Problem to solve — Copy out the entries from the start through the line containing "<point>117,202</point>", inclusive, with every line and its request kept. Shift each coordinate in the answers by adding 49 to it, but leave the sample coordinates unchanged.

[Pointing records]
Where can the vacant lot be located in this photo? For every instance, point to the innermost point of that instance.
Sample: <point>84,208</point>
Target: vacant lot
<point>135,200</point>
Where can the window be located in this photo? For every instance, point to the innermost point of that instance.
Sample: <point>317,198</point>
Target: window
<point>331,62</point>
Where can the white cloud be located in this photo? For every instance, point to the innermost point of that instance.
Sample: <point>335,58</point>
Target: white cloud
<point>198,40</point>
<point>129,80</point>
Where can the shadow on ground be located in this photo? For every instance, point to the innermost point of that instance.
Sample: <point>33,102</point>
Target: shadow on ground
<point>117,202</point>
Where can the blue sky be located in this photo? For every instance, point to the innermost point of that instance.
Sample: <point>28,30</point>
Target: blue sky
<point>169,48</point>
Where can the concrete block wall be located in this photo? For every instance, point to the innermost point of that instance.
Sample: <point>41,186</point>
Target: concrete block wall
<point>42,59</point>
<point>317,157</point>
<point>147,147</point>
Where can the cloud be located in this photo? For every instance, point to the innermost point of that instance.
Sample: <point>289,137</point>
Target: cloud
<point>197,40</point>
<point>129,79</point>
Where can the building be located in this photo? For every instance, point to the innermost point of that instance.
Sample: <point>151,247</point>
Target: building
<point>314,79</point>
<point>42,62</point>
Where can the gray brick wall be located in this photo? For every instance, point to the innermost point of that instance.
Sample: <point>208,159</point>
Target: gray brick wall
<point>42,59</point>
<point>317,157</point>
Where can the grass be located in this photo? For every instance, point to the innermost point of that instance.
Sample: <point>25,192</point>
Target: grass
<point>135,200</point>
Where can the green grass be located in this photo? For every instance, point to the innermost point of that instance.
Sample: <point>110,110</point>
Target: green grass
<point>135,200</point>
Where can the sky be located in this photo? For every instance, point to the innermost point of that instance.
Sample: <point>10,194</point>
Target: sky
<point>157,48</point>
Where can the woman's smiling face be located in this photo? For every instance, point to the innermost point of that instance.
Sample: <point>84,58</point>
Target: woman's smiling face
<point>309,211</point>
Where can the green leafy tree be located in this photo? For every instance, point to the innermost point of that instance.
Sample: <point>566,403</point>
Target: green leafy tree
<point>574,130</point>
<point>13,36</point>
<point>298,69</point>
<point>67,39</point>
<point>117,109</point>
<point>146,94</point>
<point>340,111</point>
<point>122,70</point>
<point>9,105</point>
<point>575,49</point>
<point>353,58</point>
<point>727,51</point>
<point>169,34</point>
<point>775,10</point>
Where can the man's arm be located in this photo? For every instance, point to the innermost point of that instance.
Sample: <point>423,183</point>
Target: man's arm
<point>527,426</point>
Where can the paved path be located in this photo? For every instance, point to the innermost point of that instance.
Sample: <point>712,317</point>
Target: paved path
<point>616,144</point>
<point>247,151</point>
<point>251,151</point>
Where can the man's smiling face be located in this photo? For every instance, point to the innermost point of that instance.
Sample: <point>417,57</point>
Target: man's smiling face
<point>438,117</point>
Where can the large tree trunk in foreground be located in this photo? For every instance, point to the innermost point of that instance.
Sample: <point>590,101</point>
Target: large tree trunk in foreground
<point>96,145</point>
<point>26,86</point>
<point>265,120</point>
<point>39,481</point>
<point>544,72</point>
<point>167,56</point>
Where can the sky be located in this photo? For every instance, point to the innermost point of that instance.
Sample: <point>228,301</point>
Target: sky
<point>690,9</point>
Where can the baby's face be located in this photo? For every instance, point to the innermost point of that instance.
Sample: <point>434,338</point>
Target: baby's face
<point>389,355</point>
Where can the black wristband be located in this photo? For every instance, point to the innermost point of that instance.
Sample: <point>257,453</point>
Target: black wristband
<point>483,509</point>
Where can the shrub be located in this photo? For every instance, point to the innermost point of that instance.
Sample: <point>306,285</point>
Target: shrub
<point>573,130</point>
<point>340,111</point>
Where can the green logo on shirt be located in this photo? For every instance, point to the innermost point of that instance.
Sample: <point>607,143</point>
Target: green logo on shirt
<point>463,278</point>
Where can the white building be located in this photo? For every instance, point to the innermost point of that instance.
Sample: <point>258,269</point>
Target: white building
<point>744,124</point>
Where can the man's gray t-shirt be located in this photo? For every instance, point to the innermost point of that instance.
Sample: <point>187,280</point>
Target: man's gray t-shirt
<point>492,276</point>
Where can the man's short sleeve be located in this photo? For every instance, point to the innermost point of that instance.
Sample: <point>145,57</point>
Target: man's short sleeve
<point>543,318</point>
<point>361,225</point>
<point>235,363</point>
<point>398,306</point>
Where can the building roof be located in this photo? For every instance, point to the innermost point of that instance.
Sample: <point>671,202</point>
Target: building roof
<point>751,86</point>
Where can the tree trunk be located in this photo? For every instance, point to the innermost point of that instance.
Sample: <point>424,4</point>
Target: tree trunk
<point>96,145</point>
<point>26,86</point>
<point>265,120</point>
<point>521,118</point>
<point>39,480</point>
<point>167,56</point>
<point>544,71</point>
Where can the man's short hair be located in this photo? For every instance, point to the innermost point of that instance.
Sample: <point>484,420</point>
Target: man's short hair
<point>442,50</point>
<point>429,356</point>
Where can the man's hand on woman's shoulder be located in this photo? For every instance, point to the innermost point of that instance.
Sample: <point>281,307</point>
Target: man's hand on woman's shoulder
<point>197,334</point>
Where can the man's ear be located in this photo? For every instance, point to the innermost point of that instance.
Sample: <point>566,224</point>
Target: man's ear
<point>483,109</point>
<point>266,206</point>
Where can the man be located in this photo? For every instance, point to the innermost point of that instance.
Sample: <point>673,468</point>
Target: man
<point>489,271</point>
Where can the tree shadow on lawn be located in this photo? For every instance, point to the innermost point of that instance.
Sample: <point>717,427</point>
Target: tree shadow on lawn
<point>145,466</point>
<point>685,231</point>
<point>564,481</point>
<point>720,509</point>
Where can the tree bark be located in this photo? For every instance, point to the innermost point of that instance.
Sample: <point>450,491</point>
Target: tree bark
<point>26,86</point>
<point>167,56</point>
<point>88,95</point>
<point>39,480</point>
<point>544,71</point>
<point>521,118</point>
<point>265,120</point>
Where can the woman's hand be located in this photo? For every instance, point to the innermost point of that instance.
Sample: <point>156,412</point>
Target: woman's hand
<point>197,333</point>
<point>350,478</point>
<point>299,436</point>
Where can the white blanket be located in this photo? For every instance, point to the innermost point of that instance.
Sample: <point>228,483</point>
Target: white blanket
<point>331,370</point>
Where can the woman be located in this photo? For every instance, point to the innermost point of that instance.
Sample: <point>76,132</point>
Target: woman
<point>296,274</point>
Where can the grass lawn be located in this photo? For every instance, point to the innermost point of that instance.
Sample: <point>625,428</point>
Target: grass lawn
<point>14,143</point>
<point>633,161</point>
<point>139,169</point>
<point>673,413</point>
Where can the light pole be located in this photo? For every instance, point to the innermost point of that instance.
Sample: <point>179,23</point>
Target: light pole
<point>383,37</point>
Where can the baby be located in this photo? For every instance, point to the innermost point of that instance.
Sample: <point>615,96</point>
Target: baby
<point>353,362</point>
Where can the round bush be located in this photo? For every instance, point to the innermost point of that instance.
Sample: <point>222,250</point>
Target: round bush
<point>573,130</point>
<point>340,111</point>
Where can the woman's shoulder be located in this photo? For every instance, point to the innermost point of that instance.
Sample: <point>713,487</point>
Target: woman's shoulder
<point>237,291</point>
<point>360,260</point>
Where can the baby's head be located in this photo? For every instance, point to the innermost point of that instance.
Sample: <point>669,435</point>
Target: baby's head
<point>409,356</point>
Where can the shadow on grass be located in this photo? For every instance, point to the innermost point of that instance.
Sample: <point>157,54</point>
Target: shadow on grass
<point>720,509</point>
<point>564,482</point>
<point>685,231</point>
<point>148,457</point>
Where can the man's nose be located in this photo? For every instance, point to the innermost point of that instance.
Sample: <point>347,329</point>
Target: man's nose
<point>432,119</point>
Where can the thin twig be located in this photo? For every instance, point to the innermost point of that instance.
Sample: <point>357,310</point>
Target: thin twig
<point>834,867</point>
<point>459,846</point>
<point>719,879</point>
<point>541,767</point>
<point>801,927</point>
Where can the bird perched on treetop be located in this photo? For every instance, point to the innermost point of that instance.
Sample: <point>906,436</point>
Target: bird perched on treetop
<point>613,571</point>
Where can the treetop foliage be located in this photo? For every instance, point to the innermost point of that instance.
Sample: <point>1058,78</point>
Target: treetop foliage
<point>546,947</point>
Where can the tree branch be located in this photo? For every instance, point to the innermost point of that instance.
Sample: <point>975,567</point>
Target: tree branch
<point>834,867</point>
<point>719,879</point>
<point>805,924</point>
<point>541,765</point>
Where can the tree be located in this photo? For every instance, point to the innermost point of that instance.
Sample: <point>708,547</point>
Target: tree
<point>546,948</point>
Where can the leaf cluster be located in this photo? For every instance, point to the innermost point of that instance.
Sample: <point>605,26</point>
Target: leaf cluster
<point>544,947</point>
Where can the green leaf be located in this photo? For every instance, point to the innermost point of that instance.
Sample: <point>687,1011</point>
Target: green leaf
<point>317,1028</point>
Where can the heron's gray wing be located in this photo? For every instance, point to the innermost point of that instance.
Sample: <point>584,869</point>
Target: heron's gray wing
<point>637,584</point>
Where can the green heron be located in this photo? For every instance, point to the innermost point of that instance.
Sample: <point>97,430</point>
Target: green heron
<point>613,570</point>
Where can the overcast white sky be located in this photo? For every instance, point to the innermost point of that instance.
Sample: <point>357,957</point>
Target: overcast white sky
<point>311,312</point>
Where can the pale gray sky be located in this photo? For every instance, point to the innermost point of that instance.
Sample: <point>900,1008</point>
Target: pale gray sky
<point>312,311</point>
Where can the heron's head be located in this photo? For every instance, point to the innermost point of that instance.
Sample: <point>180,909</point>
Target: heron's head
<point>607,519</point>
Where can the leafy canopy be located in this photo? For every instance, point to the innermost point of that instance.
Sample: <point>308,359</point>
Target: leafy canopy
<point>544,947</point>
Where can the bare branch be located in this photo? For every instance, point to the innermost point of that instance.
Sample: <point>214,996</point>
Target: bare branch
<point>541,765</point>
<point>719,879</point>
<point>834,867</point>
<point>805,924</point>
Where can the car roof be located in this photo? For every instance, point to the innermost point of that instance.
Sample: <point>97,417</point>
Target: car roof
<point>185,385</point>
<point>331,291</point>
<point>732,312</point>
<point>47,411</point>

Result of this task —
Where can the vacant lot be located in this photo? For every instance, point to the innermost point of that instance.
Sample: <point>84,208</point>
Target: vacant lot
<point>184,249</point>
Where can the window be located in this photo? For every instance, point to the innermost point of that instance.
Sample: <point>317,198</point>
Target: window
<point>380,111</point>
Where can the white cloud be located in this photo? For every instance, point to the innermost point of that instance.
Sample: <point>335,58</point>
Target: white cloud
<point>247,89</point>
<point>178,129</point>
Where can the shadow on ground be located in this photo? For every instance, point to the innermost point of that instance.
Sample: <point>33,102</point>
Target: shadow on ground
<point>166,251</point>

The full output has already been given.